Série d'exercices —
1. Reproduisez tel quel, dans la lettre sur les Tefillin, le passage qui commence par « Parmi les Mitsvot » et se poursuit jusqu'à « Mitsva des Tefillin(4). ».
2. Dans la lettre sur les Tefillin, relevez tous les numéros d'appel de note distincts du paragraphe qui commence par « Il en résulte ».

Lettre n° 9482

Par la grâce de D.ieu,


11 Nissan 5728,
Brooklyn, New York,


Aux fils et filles d’Israël, en tout endroit où ils
se trouvent, que D.ieu leur accorde longue vie,


Je vous salue et vous bénis,


Chaque élément de la Torah(1), même s’il ne s’agit que d’un détail et, a fortiori lorsqu’il a une portée aussi générale que la sortie d’Egypte(2), reçoit un contenu spécifique et délivre un enseignement particulier. La Torah nous relate qu’avant le départ des enfants d’Israël de l’Egypte, D.ieu leur confia différentes Mitsvot, certaines devant d’ores et déjà être mises en pratique dans ce pays, d’autres ne s’appliquant que par la suite.


Parmi les Mitsvot qui furent édictées en Egypte, l’une se distingue par le fait qu’elle fut un “ signe ” particulier, symbolisant la sortie d’Egypte dans son ensemble, non pas uniquement pendant une période précise de l’année, mais bien chaque jour de semaine(3), tout au long de cette année. Il s’agit de la Mitsva des Tefillin(4).


Il en résulte que la relation pouvant être établie entre la Mitsva des Tefillin et la sortie d’Egypte est très large et profonde(5). Bien plus, même si on la compare à la fête de Pessa’h(6), avec tout ce qui la caractérise, on peut constater que ceci concerne uniquement la fête proprement dite. En revanche, la nécessité de se rappeler de la sortie d’Egypte(7) et de la revivre(8) est quotidienne(9). Or, elle se manifeste(10) : “ en signe sur ton bras et en souvenir entre tes yeux ”(11), par les Tefillin, en tous(11) les jours de semaine, tout au long de l’année.


* * *


Le contenu spécifique des Tefillin, comme tout ce qui a trait à la Torah et aux Mitsvot, reçoit de nombreuses explications et je souhaite en analyser une ici. La sortie d’Egypte fut la libération de l’esclavage, depuis le sens le plus simple de ce terme, faisant référence à un travail physiquement éreintant, jusqu’à(12) la libération morale(11) la plus élevée(13), la délivrance de l’Egypte, des entraves et des barrières qui limitent l’âme, au point de mettre en évidence la quintessence profonde(11) d’un Juif, à titre individuel comme en tant que peuple.

Matériel fourni —
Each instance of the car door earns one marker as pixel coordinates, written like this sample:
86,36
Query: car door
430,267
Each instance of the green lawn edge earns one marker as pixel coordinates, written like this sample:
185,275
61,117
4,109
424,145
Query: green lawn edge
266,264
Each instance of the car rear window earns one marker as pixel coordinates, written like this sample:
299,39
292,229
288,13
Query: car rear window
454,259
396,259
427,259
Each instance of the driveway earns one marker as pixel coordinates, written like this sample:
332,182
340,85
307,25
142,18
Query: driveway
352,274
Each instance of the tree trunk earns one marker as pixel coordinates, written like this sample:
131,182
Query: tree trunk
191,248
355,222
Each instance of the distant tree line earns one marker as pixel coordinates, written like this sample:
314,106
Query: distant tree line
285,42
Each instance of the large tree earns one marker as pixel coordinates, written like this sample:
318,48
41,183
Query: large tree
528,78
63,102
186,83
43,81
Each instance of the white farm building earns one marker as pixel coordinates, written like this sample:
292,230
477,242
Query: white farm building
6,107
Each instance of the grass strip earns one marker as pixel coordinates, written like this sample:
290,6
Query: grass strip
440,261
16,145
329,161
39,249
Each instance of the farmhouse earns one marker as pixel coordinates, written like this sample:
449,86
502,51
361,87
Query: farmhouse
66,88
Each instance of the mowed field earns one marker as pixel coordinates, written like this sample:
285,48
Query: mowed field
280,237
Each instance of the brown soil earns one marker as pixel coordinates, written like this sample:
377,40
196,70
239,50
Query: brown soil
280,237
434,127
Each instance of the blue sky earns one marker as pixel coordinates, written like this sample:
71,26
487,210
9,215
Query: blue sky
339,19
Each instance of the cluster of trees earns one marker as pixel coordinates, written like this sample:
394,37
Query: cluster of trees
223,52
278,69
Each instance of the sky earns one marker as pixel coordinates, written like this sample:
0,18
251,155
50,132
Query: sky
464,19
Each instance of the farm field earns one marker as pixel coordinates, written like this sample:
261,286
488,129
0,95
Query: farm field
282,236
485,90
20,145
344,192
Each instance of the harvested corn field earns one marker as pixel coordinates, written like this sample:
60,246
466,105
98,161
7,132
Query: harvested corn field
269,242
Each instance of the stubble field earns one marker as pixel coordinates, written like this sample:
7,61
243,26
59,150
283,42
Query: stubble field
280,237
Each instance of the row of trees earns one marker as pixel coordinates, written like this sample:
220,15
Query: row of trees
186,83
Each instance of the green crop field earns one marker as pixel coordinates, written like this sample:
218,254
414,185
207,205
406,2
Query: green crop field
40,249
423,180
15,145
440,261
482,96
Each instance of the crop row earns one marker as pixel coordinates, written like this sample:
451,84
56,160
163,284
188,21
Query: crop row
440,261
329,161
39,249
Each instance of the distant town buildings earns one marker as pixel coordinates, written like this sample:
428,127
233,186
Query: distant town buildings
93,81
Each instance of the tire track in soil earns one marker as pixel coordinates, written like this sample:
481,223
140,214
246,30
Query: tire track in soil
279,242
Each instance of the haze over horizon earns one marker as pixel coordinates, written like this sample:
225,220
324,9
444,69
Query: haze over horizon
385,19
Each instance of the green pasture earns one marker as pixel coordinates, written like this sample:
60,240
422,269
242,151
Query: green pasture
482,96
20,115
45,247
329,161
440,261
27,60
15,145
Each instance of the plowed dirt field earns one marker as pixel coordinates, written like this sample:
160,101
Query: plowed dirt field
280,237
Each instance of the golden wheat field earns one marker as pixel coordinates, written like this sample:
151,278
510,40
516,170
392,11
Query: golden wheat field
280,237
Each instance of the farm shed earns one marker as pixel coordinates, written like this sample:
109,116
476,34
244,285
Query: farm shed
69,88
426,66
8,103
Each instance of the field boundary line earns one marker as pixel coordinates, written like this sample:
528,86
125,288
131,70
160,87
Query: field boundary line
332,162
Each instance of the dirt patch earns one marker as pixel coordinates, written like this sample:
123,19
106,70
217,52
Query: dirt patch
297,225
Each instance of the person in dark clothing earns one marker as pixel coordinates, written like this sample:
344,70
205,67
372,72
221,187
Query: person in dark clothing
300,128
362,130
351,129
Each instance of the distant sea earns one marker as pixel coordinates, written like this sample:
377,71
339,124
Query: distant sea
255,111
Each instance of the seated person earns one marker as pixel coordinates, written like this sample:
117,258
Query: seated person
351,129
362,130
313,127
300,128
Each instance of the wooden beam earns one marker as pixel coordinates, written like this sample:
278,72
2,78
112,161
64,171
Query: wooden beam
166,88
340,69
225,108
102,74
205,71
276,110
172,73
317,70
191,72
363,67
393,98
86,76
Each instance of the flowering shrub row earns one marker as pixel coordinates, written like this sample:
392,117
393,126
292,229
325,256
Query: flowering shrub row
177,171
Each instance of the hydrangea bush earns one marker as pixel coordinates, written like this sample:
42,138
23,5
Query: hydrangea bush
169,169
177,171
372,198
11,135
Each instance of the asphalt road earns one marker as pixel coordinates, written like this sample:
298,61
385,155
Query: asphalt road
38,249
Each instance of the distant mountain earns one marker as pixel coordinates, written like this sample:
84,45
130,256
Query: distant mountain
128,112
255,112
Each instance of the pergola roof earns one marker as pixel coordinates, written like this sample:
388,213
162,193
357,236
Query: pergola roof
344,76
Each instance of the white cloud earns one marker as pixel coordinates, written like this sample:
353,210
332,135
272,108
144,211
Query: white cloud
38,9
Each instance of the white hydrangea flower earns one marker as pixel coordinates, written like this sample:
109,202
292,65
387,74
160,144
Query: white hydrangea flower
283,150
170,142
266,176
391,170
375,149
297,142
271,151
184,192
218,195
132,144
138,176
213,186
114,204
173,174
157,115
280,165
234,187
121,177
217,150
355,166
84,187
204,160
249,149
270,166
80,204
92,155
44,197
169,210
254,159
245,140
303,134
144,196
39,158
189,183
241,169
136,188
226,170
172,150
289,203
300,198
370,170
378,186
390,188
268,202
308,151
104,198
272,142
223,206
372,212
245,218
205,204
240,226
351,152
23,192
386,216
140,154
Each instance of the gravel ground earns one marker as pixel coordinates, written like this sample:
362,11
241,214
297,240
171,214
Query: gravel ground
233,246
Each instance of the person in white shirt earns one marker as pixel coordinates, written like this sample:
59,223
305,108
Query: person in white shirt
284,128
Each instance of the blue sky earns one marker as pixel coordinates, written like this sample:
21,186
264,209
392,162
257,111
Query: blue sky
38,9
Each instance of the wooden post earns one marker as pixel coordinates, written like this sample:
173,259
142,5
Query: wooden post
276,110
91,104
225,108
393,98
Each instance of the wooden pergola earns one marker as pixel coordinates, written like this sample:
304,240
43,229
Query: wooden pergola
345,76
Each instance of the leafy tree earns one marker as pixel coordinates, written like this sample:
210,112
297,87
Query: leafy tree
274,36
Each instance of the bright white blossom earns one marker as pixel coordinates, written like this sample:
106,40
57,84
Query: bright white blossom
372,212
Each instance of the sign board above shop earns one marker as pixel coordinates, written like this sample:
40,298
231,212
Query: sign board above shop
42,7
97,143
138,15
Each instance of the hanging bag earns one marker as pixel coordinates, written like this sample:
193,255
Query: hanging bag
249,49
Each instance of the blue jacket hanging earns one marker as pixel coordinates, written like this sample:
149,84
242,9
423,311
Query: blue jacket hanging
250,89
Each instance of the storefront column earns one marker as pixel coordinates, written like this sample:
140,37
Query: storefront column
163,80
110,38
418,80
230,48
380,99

Réponses par tâche —
1.
Parmi les Mitsvot qui furent édictées en Egypte, l’une se distingue par le fait qu’elle fut un “ signe ” particulier, symbolisant la sortie d’Egypte dans son ensemble, non pas uniquement pendant une période précise de l’année, mais bien chaque jour de semaine(3), tout au long de cette année. Il s’agit de la Mitsva des Tefillin(4).

2. 5, 6, 7, 8, 9, 10, 11